> [Problem details] Exactly as they appear, output all of the records. Skip any images.

Records from a dataset:

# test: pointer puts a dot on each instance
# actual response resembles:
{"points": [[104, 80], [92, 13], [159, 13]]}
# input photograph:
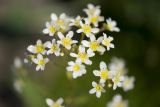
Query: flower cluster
{"points": [[82, 38], [115, 75]]}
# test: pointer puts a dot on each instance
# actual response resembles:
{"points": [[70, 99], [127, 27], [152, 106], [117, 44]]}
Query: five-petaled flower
{"points": [[97, 88], [66, 41], [83, 56], [77, 68], [40, 61]]}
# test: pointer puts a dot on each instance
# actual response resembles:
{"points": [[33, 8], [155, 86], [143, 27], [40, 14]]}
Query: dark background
{"points": [[21, 23]]}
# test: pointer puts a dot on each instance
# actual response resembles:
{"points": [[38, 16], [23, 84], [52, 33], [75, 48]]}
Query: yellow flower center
{"points": [[56, 105], [76, 67], [98, 87], [94, 45], [39, 48], [104, 74], [60, 22], [106, 42], [54, 48], [82, 56], [41, 62], [94, 19], [86, 28], [66, 41], [52, 29]]}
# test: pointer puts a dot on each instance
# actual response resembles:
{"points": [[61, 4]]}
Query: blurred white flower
{"points": [[92, 10], [87, 29], [83, 56], [107, 41], [117, 102], [76, 21], [51, 28], [128, 83], [38, 48], [66, 41], [112, 25], [103, 73], [53, 47], [97, 88], [62, 21], [17, 62], [94, 45], [77, 68], [40, 61], [51, 103]]}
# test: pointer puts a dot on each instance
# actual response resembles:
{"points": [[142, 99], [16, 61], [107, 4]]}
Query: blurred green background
{"points": [[21, 24]]}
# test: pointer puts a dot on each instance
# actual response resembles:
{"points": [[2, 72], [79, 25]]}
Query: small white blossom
{"points": [[50, 29], [38, 48], [97, 88], [91, 10], [103, 73], [62, 21], [128, 83], [107, 41], [112, 25], [40, 61], [94, 45], [51, 103], [117, 102], [83, 56], [66, 41], [87, 29], [53, 47], [77, 68], [76, 21]]}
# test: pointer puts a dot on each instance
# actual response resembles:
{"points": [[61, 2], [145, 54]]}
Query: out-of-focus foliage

> [Solution for this exercise]
# test: pointer puts a dot on each instance
# actual response resembles:
{"points": [[104, 80], [92, 13], [159, 13]]}
# input photograph:
Query: flower cluster
{"points": [[82, 38], [115, 75]]}
# test: pointer puts a dot on each instance
# actual response resembles:
{"points": [[70, 99], [127, 27], [152, 106], [117, 44]]}
Query: five-petaled flower
{"points": [[97, 88], [66, 41], [83, 56], [77, 68], [40, 61]]}
# test: pointer puts a dot on each instance
# actual response resembles:
{"points": [[33, 8], [155, 86], [143, 27], [40, 14]]}
Query: dark background
{"points": [[21, 23]]}
# test: pointer puts a dot on each instance
# actual response resembles:
{"points": [[38, 16], [23, 84], [52, 33], [75, 48]]}
Query: yellow flower center
{"points": [[56, 105], [76, 67], [98, 87], [94, 45], [39, 48], [104, 74], [60, 22], [106, 42], [54, 48], [82, 56], [41, 62], [94, 19], [86, 28], [66, 41], [52, 29]]}
# test: pointer puts a dot on each instance
# actual response resembles:
{"points": [[61, 4]]}
Query: blurred white flower
{"points": [[92, 10], [87, 29], [83, 56], [107, 41], [117, 102], [76, 21], [51, 28], [128, 83], [38, 48], [66, 41], [112, 25], [103, 73], [53, 47], [97, 88], [62, 21], [17, 62], [94, 45], [77, 68], [40, 61], [51, 103]]}
# test: pointer puts a dot on each instance
# actual response resembles:
{"points": [[142, 99], [16, 61], [107, 4]]}
Query: blurred green background
{"points": [[21, 24]]}
# test: pointer puts a dot on each instance
# actual response resembles:
{"points": [[2, 72], [79, 25]]}
Query: small white blossom
{"points": [[50, 29], [38, 48], [97, 88], [91, 10], [103, 73], [62, 21], [128, 83], [107, 41], [112, 25], [40, 61], [94, 45], [51, 103], [117, 102], [83, 56], [66, 41], [87, 29], [53, 47], [77, 68], [76, 21]]}
# test: pointer puts a dot on each instance
# actual response resembles:
{"points": [[61, 2], [145, 54]]}
Query: out-of-focus foliage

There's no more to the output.